* **Location annotation dataset excerpts**
+ + +

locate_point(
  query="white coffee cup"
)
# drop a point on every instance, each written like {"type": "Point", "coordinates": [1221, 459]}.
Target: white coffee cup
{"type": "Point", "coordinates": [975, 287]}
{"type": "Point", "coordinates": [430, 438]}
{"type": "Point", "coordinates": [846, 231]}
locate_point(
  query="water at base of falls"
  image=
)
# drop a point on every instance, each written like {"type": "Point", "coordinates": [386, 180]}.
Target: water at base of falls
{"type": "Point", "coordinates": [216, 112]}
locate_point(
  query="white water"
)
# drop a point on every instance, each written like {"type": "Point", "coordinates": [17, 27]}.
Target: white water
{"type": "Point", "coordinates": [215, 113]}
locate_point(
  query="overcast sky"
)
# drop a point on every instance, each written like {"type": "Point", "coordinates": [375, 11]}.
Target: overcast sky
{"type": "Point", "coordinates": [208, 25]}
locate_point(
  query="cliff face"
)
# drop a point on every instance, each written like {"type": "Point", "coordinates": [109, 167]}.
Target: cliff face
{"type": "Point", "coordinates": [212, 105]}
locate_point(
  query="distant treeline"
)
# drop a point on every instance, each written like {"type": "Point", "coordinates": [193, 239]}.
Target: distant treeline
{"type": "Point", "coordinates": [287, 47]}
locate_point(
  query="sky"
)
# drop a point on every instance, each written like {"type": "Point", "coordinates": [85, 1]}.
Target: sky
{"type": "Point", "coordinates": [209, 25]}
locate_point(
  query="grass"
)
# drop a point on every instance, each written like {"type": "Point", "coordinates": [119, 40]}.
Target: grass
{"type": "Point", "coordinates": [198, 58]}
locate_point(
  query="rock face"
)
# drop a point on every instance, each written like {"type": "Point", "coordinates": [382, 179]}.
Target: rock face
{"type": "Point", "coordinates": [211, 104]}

+ + +

* **OBJECTIVE**
Retype each record exactly, leaving nothing out.

* **TASK OUTPUT**
locate_point(
  query="white coffee cup"
)
# drop a point on every instance, each written like {"type": "Point", "coordinates": [1221, 459]}.
Target: white coffee cup
{"type": "Point", "coordinates": [975, 287]}
{"type": "Point", "coordinates": [430, 438]}
{"type": "Point", "coordinates": [846, 231]}
locate_point(
  query="water at base of falls"
  image=
)
# drop a point on every instance, each written like {"type": "Point", "coordinates": [386, 180]}.
Target: water at base of falls
{"type": "Point", "coordinates": [216, 112]}
locate_point(
  query="white water"
)
# drop a point on every instance, each written like {"type": "Point", "coordinates": [17, 27]}.
Target: white water
{"type": "Point", "coordinates": [215, 113]}
locate_point(
  query="overcast sky"
)
# drop a point on every instance, each written like {"type": "Point", "coordinates": [375, 11]}.
Target: overcast sky
{"type": "Point", "coordinates": [208, 25]}
locate_point(
  query="cliff face"
)
# drop a point on every instance, each written like {"type": "Point", "coordinates": [109, 167]}.
Target: cliff face
{"type": "Point", "coordinates": [212, 105]}
locate_point(
  query="distant treeline"
)
# drop a point on every instance, each written like {"type": "Point", "coordinates": [193, 239]}.
Target: distant treeline
{"type": "Point", "coordinates": [287, 47]}
locate_point(
  query="sky"
)
# drop a point on every instance, each written like {"type": "Point", "coordinates": [85, 1]}.
Target: sky
{"type": "Point", "coordinates": [209, 25]}
locate_point(
  query="grass"
)
# drop a point on every instance, each written like {"type": "Point", "coordinates": [119, 40]}.
Target: grass
{"type": "Point", "coordinates": [198, 58]}
locate_point(
  query="rock face"
)
# drop a point on every instance, each written like {"type": "Point", "coordinates": [382, 179]}.
Target: rock face
{"type": "Point", "coordinates": [211, 104]}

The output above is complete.